Exercise prompt:
Continue the news article about the Pentagon staff member investigated for writing in the Global Times, starting after its last sentence.

Document section:
* * *
FM questions US freedom of speech as it investigates whistleblower for publishing articles on GT
Published: Jun 15, 2021 09:23 PM
Zhao Lijian Photo: VCG

Zhao Lijian Photo: VCG

The US should look at itself in the mirror when talking about freedom of speech instead of viewing others with a magnifying glass all day long, Chinese Foreign Ministry spokesperson Zhao Lijian said on Tuesday, responding to a question about Franz Gayl, a US Pentagon staff member, who is being investigated for publishing articles in the Global Times. 

Franz Gayl, a 64-year-old retired US Marine major who works at the Pentagon, is under a counterintelligence investigation by the Marine Corps for two articles published in the Global Times that criticized the US policy toward the Taiwan Straits. 

In his first article, published on April 27, Gayl argued that the US would lose a war with China over the island of Taiwan. He further clarified his stance in another article a month later, in which he made it clear that "Attempting to support the renegade island of Taiwan's secession is directly contrary to the US national interests, as we know in advance we will lose."
* * *
Record excerpts:
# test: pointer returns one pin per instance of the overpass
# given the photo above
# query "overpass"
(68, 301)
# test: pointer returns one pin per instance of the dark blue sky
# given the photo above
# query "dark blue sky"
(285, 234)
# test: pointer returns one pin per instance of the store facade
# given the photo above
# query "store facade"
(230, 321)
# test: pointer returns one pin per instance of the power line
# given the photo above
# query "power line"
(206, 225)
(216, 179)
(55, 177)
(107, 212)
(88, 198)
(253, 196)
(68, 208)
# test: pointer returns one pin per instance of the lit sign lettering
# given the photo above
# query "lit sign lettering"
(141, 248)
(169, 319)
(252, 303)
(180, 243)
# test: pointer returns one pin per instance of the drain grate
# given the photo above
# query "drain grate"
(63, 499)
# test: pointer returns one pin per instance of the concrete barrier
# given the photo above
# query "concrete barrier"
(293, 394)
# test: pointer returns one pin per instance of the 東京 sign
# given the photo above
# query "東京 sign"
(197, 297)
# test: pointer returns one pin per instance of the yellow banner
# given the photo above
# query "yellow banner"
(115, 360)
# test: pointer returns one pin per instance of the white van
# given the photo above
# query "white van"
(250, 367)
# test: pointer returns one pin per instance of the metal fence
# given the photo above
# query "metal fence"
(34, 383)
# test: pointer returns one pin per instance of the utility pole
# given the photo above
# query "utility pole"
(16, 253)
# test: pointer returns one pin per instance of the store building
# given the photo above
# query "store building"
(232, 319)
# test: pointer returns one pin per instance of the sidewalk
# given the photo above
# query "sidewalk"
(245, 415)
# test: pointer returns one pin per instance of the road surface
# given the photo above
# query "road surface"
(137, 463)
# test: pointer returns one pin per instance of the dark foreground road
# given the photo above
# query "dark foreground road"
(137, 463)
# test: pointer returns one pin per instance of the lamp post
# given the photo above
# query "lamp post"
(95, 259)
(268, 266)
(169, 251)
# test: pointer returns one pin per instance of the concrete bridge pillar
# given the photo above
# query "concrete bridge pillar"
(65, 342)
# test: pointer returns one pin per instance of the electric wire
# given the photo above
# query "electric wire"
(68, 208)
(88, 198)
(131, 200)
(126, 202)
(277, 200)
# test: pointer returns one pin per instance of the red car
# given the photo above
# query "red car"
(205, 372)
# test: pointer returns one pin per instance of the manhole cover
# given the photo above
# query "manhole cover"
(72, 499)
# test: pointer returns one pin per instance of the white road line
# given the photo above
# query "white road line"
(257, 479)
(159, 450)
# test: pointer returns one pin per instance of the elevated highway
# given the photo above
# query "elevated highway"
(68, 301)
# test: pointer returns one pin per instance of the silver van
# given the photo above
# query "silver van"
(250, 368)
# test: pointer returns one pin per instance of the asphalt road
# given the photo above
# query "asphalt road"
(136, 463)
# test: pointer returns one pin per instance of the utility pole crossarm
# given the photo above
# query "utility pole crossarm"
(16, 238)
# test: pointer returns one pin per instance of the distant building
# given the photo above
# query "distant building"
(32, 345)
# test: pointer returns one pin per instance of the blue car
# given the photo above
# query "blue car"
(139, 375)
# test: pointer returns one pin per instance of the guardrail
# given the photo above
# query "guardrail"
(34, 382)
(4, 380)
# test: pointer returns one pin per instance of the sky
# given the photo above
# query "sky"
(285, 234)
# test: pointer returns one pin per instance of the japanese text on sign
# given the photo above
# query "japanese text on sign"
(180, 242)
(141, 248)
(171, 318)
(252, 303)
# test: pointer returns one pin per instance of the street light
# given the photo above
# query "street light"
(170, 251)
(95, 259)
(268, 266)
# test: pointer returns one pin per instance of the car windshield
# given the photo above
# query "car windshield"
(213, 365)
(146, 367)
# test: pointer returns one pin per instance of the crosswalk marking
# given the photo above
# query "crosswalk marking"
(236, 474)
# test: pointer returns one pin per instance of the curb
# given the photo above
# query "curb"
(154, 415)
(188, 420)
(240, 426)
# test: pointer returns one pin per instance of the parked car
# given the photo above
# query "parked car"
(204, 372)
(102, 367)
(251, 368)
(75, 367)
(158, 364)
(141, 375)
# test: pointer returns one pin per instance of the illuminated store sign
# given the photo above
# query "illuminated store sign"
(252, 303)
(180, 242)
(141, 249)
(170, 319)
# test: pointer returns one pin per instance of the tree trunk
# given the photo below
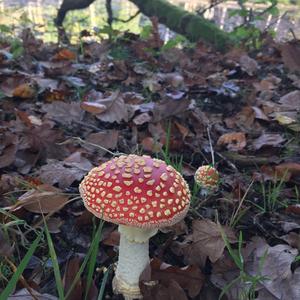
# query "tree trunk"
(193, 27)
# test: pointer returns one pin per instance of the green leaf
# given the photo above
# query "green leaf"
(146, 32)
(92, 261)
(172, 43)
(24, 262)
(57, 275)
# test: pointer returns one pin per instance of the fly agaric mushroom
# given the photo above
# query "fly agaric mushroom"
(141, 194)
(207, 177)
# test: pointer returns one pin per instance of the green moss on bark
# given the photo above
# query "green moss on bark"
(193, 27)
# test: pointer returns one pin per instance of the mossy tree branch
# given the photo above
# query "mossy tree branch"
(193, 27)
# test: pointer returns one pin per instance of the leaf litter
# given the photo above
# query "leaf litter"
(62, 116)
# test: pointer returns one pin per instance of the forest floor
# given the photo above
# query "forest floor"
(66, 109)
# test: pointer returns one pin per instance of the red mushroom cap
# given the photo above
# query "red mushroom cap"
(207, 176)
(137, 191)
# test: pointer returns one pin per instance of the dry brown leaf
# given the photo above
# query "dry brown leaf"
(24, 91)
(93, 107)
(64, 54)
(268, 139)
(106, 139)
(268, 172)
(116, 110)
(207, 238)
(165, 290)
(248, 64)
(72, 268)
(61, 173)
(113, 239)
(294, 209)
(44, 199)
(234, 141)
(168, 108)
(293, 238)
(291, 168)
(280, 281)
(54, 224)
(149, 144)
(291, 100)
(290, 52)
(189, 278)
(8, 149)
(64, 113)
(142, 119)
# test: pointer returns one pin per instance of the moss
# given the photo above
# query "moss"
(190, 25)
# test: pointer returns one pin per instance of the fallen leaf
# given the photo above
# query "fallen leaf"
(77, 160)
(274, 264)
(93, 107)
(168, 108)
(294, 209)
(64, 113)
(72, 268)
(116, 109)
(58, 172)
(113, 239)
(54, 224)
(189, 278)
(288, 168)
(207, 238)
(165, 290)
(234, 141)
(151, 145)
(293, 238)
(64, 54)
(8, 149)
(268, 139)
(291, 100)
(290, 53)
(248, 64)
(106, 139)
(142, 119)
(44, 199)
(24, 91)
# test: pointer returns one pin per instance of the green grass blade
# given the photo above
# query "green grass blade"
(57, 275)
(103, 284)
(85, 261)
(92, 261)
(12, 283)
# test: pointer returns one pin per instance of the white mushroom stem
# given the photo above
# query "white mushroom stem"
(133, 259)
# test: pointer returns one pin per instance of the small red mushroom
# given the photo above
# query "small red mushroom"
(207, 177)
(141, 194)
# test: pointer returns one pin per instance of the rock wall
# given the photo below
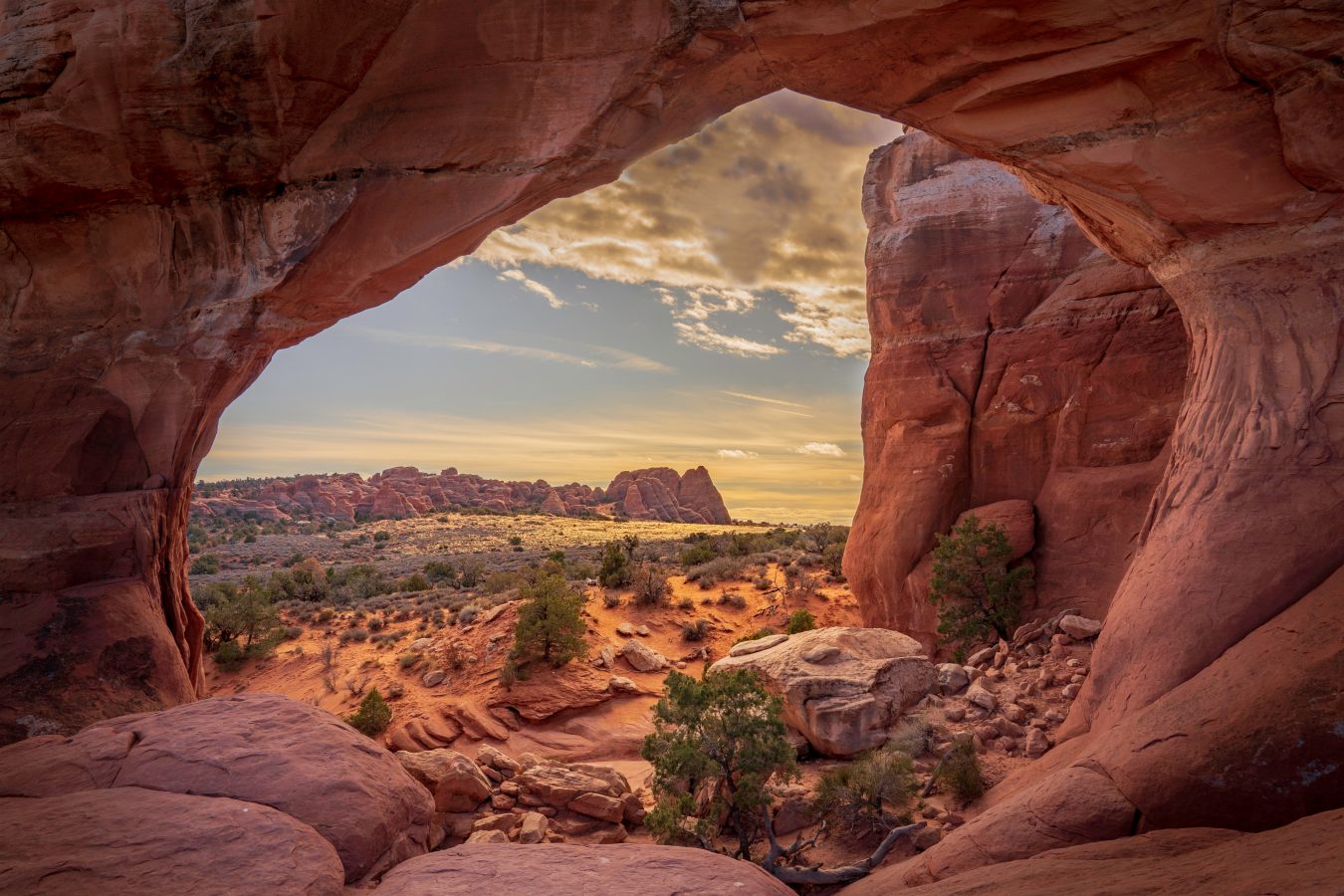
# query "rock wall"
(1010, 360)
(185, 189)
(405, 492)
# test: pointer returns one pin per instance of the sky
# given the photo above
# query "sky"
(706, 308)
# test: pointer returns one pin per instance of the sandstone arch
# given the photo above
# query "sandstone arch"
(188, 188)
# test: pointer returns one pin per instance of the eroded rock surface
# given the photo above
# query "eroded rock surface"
* * *
Result of the exercise:
"I think many people wonder: Doesn't the US always boast of its so-called freedom of speech, order, fairness and justice? He is being investigated for publishing two articles that are inconsistent with the US government's stance. Can't the US tolerate two articles that clearly said they only represented the author's personal views?" asked Zhao at a daily press conference. He noted similar cases in fact can be found in the US everywhere. 

"The US should look at itself in the mirror when talking about freedom of speech instead of viewing others with a magnifying glass all day long," Zhao emphasized. 

Zhao listed the examples of how the US treated epidemic whistleblower Dr. Helen Y. Chu, as well as Dr. Matt McCarthy, a New York City-based physician who pleaded US health officials to testing suspected coronavirus patients, and Captain Brett Crozier of the USS Theodore Roosevelt who wrote a letter asking for help on the coronavirus-stricken ship. 

He said those people offered their suggestions to the US government, but they were silenced, investigated or dismissed simply because they told the truth and made statements that were inconsistent with the government.  

Hua Chunying, another Foreign Ministry spokesperson, also criticized the US' so-called freedom of speech on Sunday. She tweeted Gayl's two articles published in the Global Times, saying "Franz Gayl, retired #US Marine major and science adviser to Marine Corps, is under investigation for two articles published in Global Times that criticized the US policy regarding #Taiwan. Should he also enjoy #FreedomOfSpeech?"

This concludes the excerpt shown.